(Box-labeled dataset extracts)
- - -

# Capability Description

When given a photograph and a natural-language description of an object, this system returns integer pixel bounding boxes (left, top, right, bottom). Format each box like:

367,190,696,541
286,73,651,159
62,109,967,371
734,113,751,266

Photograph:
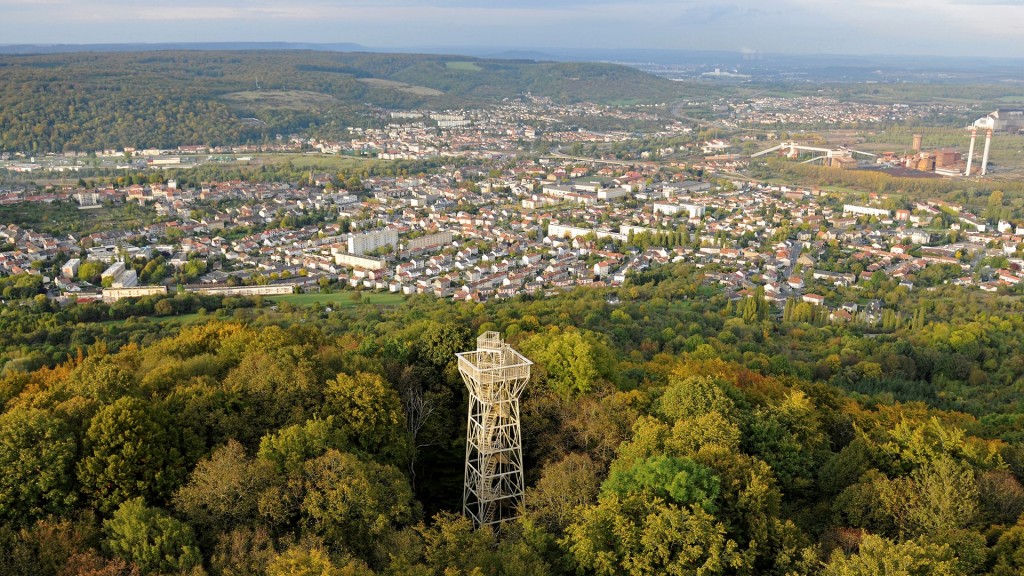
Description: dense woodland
0,265,1024,576
0,51,680,154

- - -

Task directions: Rewrite all of the records above, replacing "dense woodland" with "thick forest" and keeping everything else unchanged. Please leave the pictures out of your answer.

Written answer:
# Capability Description

When given a photograph and a natural-language description of an object, this system returns integer pixel bounding boxes (left, top, right, bottom). Format each box like:

367,190,696,541
286,73,651,159
62,109,967,371
734,113,751,266

Photograph:
Description: thick forest
0,265,1024,576
0,51,680,154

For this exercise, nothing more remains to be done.